Data to use:
----

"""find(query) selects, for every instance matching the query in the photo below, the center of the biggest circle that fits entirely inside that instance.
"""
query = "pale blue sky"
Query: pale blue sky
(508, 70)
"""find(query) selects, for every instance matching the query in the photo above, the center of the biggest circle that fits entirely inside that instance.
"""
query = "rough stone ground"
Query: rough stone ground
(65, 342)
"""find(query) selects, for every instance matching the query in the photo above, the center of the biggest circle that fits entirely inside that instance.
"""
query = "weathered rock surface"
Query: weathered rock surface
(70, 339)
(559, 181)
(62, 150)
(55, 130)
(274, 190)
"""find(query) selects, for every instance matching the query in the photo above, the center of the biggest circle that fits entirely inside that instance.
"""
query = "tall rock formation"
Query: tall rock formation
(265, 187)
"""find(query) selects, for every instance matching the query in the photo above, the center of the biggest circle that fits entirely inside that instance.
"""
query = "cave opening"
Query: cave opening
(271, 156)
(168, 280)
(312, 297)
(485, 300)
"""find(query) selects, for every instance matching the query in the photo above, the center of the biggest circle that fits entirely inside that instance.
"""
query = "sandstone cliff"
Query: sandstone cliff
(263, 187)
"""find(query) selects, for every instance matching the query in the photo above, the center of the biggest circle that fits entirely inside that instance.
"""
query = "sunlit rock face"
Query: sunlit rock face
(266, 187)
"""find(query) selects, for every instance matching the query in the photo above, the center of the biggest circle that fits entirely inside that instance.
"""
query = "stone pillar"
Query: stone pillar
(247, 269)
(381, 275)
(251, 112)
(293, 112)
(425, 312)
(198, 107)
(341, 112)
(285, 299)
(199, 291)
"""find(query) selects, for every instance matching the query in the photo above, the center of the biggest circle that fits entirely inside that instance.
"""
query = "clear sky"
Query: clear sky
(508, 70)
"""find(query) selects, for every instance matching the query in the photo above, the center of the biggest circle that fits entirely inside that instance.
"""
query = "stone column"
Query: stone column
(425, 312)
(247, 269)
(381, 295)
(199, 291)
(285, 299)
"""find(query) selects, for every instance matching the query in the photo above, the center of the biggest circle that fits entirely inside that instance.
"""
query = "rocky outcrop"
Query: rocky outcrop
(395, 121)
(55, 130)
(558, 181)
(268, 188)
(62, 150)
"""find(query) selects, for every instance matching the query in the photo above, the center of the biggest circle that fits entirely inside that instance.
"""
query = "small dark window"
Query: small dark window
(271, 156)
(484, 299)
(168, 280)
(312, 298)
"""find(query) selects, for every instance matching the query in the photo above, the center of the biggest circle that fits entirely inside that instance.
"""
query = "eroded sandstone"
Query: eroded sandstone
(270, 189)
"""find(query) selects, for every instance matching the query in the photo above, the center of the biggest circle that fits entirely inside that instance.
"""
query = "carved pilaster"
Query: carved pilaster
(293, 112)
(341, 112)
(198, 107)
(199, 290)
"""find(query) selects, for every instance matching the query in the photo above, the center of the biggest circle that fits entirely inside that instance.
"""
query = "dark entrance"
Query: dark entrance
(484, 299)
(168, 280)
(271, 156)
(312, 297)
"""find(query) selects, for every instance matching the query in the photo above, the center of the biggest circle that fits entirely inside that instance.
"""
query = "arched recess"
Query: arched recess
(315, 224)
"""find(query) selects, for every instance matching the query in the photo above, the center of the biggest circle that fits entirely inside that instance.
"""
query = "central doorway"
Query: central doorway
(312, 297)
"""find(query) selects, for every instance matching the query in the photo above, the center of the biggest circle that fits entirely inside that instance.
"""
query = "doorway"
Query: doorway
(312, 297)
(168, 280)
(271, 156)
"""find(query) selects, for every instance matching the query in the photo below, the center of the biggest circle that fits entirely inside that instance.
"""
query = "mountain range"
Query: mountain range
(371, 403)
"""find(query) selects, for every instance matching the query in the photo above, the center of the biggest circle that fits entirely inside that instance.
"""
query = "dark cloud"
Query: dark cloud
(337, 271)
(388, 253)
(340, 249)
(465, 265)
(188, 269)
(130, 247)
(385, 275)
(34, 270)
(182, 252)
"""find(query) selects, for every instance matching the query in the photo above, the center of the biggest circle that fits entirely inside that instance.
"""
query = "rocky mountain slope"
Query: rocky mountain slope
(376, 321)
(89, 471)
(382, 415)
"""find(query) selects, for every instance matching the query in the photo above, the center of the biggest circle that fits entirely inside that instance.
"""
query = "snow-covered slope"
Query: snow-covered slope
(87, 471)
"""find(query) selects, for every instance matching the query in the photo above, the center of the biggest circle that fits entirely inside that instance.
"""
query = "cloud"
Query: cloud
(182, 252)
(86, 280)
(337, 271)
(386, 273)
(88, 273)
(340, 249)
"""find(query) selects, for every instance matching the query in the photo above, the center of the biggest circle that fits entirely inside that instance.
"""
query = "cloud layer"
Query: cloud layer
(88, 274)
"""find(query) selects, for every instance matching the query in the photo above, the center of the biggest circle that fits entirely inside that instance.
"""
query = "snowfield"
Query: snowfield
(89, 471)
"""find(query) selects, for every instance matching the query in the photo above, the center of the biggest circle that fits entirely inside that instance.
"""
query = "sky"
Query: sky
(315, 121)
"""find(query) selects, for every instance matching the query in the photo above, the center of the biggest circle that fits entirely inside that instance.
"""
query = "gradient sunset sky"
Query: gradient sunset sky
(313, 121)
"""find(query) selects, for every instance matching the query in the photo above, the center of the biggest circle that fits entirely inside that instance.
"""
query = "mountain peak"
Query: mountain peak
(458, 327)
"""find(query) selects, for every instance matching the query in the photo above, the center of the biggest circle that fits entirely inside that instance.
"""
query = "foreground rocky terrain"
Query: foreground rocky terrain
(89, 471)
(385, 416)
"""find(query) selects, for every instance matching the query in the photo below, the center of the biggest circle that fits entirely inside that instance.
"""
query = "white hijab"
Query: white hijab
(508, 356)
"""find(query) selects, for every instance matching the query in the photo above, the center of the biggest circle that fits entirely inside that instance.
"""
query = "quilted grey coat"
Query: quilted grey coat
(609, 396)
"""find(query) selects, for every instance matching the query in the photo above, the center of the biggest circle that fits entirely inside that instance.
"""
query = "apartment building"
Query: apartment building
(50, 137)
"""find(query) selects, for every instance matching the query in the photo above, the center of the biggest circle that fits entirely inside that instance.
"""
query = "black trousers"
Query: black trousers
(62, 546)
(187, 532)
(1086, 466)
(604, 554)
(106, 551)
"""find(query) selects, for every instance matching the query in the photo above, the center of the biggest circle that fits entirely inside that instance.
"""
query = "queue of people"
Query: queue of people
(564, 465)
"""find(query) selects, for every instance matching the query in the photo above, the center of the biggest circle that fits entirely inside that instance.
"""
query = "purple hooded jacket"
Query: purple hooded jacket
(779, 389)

----

Goal of the exercise:
Repeat each entry word for word.

Answer to the problem:
"""find(query) selects, for every instance matching the query in the photo below, the center of the biggest circle that fits entirely inside that instance.
"""
query = "pale blue sky"
Query: pale blue sky
(508, 70)
"""find(query) selects, for every instance matching the query in the photo above, the center of the biggest circle that fits entirely inside that instance.
"""
query = "rough stone ground"
Query: rough stone ground
(65, 342)
"""find(query) selects, for every instance matching the query in the photo above, the center of the biggest circle that fits entirely inside that instance.
"""
query = "weathered rock surface"
Query: weathered rock surface
(70, 339)
(559, 181)
(62, 150)
(55, 130)
(274, 190)
"""find(query) selects, for every instance matching the query in the photo above, the center of the biggest circle that fits entirely inside that instance.
"""
query = "tall rock formation"
Query: tall rock formation
(265, 187)
"""find(query) selects, for every instance matching the query in the photo above, the center of the biggest circle that fits entirely inside that instance.
"""
query = "cave opening"
Query: cave opening
(271, 156)
(168, 280)
(312, 297)
(485, 300)
"""find(query) selects, for every instance matching the query in the photo above, the center of the biggest circle that fits entirely inside that instance.
"""
query = "sandstone cliff"
Query: sandstone cliff
(263, 187)
"""find(query) selects, for every instance matching the query in the photo above, the center of the biggest circle that fits entirely inside that instance.
"""
query = "sunlit rock face"
Query: sunlit rock face
(266, 187)
"""find(query) selects, for every instance matching the query in the photo above, the center of the biggest circle that fits entirely inside that instance.
"""
query = "stone pillar"
Query: stone pillar
(247, 269)
(381, 275)
(251, 112)
(293, 112)
(425, 312)
(198, 107)
(341, 112)
(285, 299)
(199, 291)
"""find(query) selects, for every instance matching the query in the photo above, the center of the biggest circle that fits entirely inside that instance.
"""
query = "clear sky"
Query: clear sky
(508, 70)
"""find(query) selects, for every instance matching the query in the photo above, the center of the biggest circle that fits entirely inside that instance.
"""
query = "stone column"
Query: stone column
(425, 312)
(247, 269)
(381, 295)
(199, 291)
(285, 299)
"""find(query) selects, for every instance matching the query in the photo above, the center of the biggest circle that fits entirely inside that instance.
"""
query = "rocky outcrop"
Query: rocky outcrop
(395, 121)
(55, 130)
(558, 181)
(268, 188)
(62, 150)
"""find(query) selects, for every instance matching the query in the photo above, the center of the biggest circle that fits entirely inside that instance.
"""
query = "small dark window"
Query: small dark window
(271, 156)
(484, 299)
(168, 280)
(312, 298)
"""find(query) selects, for every instance matching the query in the photo above, the center of the biggest circle that fits entirely inside that instance.
"""
query = "eroded sandstone"
Query: eroded sandstone
(270, 189)
"""find(query) selects, for every instance matching the query in the photo above, the center of the biggest circle that fits entirely inside that instance.
"""
query = "carved pilaster"
Query: carved pilaster
(293, 112)
(341, 112)
(198, 107)
(199, 290)
"""find(query) selects, for every instance matching the query in the photo above, the center of the biggest circle that fits entirely inside that instance.
"""
query = "dark entrance"
Query: dark entrance
(484, 299)
(168, 280)
(271, 156)
(312, 297)
"""find(query) selects, for every instance matching the query in the photo above, the center of the biggest circle that fits entirely inside that instance.
"""
query = "arched recess"
Query: arched recess
(315, 224)
"""find(query) selects, for every instance matching the query in the photo above, the center of the biggest circle that fits entirely inside that instance.
"""
query = "central doorway"
Query: central doorway
(312, 297)
"""find(query) selects, for every instance matching the query in the photo above, the center of the biggest circle that fits entirely inside that instance.
"""
query = "doorway"
Query: doorway
(312, 297)
(168, 280)
(271, 156)
"""find(query) selects, for every instance matching the query in the photo below, the center of the biggest circle that fits entirely inside that instance.
"""
query = "mountain range"
Query: mountain range
(371, 403)
"""find(query) selects, for every instance matching the query in the photo above, the center of the biggest circle that fits entirely inside that instance.
"""
query = "dark cloud"
Query: dark cloud
(337, 271)
(388, 253)
(340, 249)
(465, 265)
(188, 269)
(130, 247)
(385, 275)
(34, 270)
(182, 252)
"""find(query) selects, for every instance matching the query in the photo above, the center of the biggest circle that fits entirely inside that instance.
"""
query = "rocky mountain slope"
Query: rocky mountain slope
(376, 321)
(89, 471)
(382, 415)
"""find(query) selects, for every instance matching the query in the photo above, the center of the biggest circle that fits entirely inside that instance.
"""
query = "snow-covered slope"
Query: snow-covered slope
(87, 471)
"""find(query) selects, for every instance matching the query in the photo above, the center of the biggest circle that fits entirely inside that instance.
"""
query = "cloud"
Query: cloud
(182, 252)
(86, 280)
(337, 271)
(386, 273)
(88, 273)
(340, 249)
"""find(query) selects, for every instance matching the query in the photo above, the center of the biggest circle that fits entirely inside that instance.
"""
query = "cloud layer"
Query: cloud layer
(88, 274)
"""find(query) selects, for every instance matching the query in the photo above, the center of the biggest circle that fits entirely inside that instance.
"""
query = "snowfield"
Query: snowfield
(89, 471)
"""find(query) selects, for every instance matching the query in the photo above, the center of the biggest circle that fits entirely inside that instance.
"""
query = "sky"
Query: sky
(315, 121)
"""find(query) selects, for every instance matching the query in the photo above, the center of the biggest circle that fits entirely inside that instance.
"""
query = "gradient sunset sky"
Query: gradient sunset sky
(313, 121)
"""find(query) selects, for every instance matching the query in the photo above, the center of the biggest circle that fits entirely inside that instance.
"""
query = "mountain peak"
Query: mountain peak
(458, 327)
"""find(query) selects, for every instance matching the query in the photo above, the center of the biggest circle that fits entirely inside that instance.
"""
query = "foreground rocky terrain"
Query: foreground rocky terrain
(89, 471)
(385, 416)
"""find(query) selects, for every instance matching the query in the photo below, the center of the biggest circle that fits entirely inside that instance.
"""
query = "white hijab"
Query: white hijab
(508, 356)
"""find(query) selects, for every instance matching the query in the photo above, the center of the biggest circle that fits entirely inside that instance.
"""
query = "quilted grey coat"
Query: quilted grey coat
(609, 396)
"""find(query) selects, for every instance matching the query in the photo above, the center of the biggest circle that fits entirely inside that instance.
"""
query = "apartment building"
Query: apartment building
(50, 137)
"""find(query) selects, for every instance matching the query in the photo above, the center of the biggest circle that fits entirely inside that instance.
"""
query = "black trousers"
Query: black trousers
(62, 546)
(187, 532)
(1086, 466)
(604, 554)
(106, 551)
"""find(query) selects, for every instance matching the query in the photo above, the center of the biggest circle that fits entirely inside that instance.
"""
query = "queue of people"
Query: queue of people
(564, 465)
"""find(query) selects, for every instance matching the query in the photo above, the center of the biggest circle that fits entirely inside that instance.
"""
query = "purple hooded jacket"
Query: purple hooded jacket
(779, 389)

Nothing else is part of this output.